* **DOCUMENT SEGMENT**:
Her story is harrowing. Nada, one of eight children, lived with her uncle in Saudi Arabia since she was three. According to Nada, her uncle, Abdel Salam al-Ahdal, was the only thing standing between her and life as a child bride.
Abdel Salam told NOW:
“When I heard about the groom, I panicked. Nada was not even 11 years old; she was exactly 10 years and 3 months. I could not allow her to be married off and have her future destroyed, especially since her aunt was forced to marry at 13 and burnt herself. I did all I could to prevent that marriage. I called the groom and told him Nada was no good for him. I told him she did not wear the veil and he asked if things were going to remain like that. I said ‘yes, and I agree because she chose it.’ I also told him that she liked singing and asked if he would remain engaged to her.”
According to NOW, the groom then ended the engagement. When he told Nada’s parents that he did not want to marry their daughter anymore, they were disappointed since they would no longer receive the bride price.

* **SET PROBLEM A**: Could you rewrite the part of the rows that opens with the line containing "Annotation task — tag the shredded" and closes with the line containing "[(318, 284), (319, 402), (387, 341)]", both lines included, as a Markdown table with a No. column for the line number and a Line column for the line itself, leaving out blank lines?
The passage about Nada and the rows have nothing to do with each other.

Some rows:
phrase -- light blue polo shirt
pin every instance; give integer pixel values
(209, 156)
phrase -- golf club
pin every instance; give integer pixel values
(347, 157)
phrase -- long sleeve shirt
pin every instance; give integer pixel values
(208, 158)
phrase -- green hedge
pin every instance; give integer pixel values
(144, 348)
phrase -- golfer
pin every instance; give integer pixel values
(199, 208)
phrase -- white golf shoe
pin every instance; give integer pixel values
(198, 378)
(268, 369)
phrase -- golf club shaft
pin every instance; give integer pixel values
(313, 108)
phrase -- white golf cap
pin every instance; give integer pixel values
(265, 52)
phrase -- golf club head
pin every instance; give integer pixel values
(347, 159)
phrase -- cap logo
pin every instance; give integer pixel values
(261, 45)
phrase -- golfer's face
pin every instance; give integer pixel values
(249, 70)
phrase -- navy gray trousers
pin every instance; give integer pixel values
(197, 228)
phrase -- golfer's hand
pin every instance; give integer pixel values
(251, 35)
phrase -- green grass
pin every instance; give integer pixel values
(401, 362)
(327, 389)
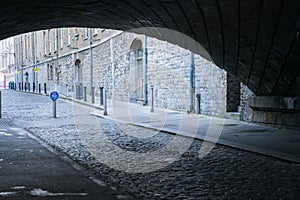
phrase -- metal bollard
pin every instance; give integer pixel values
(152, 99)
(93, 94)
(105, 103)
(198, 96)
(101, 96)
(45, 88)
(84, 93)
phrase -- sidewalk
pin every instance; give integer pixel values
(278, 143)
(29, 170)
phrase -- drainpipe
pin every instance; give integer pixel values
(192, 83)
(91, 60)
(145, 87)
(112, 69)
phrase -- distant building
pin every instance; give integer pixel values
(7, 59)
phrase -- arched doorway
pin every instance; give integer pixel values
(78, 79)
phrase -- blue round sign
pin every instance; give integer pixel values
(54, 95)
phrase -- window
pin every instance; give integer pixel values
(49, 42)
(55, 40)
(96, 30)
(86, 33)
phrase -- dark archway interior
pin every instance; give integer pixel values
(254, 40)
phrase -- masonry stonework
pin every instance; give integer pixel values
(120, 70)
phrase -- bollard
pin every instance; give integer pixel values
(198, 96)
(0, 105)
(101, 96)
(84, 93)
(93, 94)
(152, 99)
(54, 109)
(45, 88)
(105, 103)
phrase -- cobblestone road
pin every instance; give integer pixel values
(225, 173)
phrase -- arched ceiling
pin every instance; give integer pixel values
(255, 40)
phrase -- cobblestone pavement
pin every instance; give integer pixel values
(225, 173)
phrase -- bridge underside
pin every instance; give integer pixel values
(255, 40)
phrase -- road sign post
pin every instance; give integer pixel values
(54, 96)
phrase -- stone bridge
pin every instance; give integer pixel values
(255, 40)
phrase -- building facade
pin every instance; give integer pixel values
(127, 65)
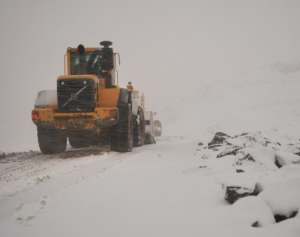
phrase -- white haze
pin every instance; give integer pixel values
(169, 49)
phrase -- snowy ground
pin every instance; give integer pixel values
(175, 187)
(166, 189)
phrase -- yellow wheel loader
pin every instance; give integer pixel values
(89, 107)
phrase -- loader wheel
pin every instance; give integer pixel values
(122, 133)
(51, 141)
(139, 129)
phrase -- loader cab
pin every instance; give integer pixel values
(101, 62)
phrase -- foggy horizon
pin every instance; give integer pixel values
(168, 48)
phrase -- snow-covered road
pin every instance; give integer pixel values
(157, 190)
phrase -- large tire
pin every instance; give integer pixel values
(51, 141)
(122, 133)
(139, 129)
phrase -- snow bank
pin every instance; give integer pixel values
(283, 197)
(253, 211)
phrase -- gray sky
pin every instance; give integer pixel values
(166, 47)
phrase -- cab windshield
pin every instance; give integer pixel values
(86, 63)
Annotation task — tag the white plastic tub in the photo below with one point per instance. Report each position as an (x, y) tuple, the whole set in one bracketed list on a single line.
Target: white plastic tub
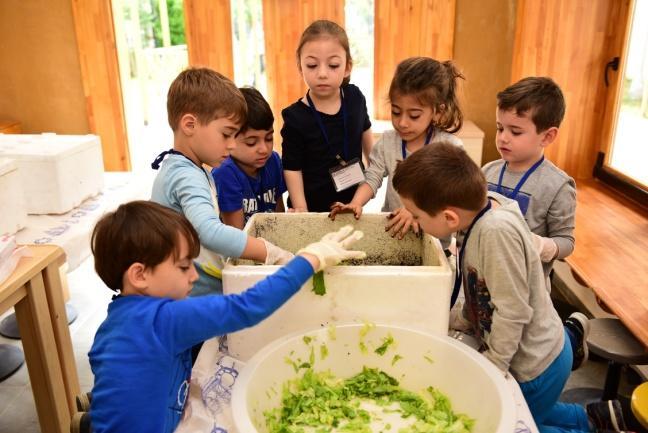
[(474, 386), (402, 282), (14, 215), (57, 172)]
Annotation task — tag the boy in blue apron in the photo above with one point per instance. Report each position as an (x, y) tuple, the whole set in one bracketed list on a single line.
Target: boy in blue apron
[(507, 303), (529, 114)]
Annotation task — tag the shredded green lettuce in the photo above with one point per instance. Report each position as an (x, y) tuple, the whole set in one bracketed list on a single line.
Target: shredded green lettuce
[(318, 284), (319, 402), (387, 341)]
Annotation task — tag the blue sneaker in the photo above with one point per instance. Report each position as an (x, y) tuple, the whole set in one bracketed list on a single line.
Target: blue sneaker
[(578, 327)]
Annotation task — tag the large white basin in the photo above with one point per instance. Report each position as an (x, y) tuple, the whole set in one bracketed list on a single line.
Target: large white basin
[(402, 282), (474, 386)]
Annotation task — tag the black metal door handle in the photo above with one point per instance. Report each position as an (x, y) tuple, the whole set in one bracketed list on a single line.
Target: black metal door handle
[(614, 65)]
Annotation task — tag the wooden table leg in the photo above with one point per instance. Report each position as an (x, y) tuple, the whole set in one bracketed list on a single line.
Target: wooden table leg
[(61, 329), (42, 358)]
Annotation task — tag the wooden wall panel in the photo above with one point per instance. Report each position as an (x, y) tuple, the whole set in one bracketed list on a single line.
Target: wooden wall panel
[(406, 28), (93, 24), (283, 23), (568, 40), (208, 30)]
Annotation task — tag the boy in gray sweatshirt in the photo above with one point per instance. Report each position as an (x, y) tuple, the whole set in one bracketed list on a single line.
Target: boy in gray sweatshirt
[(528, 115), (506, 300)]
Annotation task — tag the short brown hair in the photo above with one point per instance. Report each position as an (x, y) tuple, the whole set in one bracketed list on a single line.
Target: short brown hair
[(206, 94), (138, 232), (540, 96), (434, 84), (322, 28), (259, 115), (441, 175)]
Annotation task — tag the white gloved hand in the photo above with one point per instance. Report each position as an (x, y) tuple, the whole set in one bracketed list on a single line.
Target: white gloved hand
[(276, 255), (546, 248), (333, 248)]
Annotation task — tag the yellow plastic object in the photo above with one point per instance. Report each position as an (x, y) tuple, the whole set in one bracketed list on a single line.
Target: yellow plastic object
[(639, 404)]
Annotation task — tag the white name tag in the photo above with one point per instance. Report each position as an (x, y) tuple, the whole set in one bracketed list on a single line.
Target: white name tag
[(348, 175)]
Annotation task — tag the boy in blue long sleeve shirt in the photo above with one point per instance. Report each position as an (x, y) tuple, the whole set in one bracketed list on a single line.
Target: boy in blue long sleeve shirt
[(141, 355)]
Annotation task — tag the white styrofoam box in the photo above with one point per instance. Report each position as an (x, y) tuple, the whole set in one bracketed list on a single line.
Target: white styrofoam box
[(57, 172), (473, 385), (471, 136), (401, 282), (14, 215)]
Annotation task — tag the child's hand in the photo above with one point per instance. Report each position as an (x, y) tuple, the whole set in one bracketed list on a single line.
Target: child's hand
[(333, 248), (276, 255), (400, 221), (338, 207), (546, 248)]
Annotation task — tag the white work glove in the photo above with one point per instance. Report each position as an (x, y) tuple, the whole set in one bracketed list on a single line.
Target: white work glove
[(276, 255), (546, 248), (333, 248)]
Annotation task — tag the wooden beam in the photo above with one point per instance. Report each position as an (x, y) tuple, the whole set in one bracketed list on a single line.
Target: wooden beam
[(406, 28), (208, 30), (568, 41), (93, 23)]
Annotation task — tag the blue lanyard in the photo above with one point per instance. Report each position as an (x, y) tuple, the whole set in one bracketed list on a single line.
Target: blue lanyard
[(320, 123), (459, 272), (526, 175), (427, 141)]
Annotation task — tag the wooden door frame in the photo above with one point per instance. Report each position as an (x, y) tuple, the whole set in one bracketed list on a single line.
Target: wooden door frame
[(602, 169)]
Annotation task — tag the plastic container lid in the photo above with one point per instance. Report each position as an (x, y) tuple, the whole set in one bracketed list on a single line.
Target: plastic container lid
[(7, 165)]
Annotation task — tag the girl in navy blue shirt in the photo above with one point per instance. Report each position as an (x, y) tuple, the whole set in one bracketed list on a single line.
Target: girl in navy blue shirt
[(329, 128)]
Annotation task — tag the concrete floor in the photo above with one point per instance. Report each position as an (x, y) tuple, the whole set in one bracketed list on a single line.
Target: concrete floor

* **SET PROBLEM B**: Can you update the part of the passage about Nada that opens with the words "Abdel Salam told" and closes with "the bride price.", putting "suitor" in place of "groom"?

* **FULL ANSWER A**:
| No. | Line |
|---|---|
| 1 | Annotation task — tag the shredded green lettuce in the photo above with one point per instance. Report each position as an (x, y) tuple, the whole set in one bracketed list on a single line. |
| 2 | Target: shredded green lettuce |
| 3 | [(318, 284), (319, 402), (387, 341)] |

* **FULL ANSWER B**:
Abdel Salam told NOW:
“When I heard about the suitor, I panicked. Nada was not even 11 years old; she was exactly 10 years and 3 months. I could not allow her to be married off and have her future destroyed, especially since her aunt was forced to marry at 13 and burnt herself. I did all I could to prevent that marriage. I called the suitor and told him Nada was no good for him. I told him she did not wear the veil and he asked if things were going to remain like that. I said ‘yes, and I agree because she chose it.’ I also told him that she liked singing and asked if he would remain engaged to her.”
According to NOW, the suitor then ended the engagement. When he told Nada’s parents that he did not want to marry their daughter anymore, they were disappointed since they would no longer receive the bride price.